GIVEN PROBLEM: Convert the material below into a JSON array of strings, one string per line, skipping blank lines. Leave the pictures out of your answer.
Begin MATERIAL TO PROCESS
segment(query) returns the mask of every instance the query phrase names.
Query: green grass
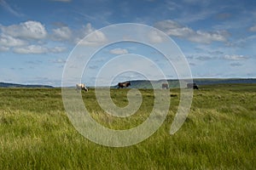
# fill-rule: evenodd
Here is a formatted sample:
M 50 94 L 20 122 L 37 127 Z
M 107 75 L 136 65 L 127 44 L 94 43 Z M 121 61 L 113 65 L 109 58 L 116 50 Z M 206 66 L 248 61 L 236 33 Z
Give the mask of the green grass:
End MATERIAL TO PROCESS
SOLUTION TO THIS TASK:
[
  "segment(query) returns the mask of every instance the query phrase names.",
  "Query: green grass",
  "# fill-rule: evenodd",
  "Here is a formatted sample:",
  "M 50 94 L 20 122 L 37 127 Z",
  "M 107 75 L 136 65 L 127 44 L 94 43 Z M 121 61 L 113 65 L 109 58 L 116 50 Z M 206 66 L 248 61 L 236 33 Z",
  "Give the mask of the green grass:"
]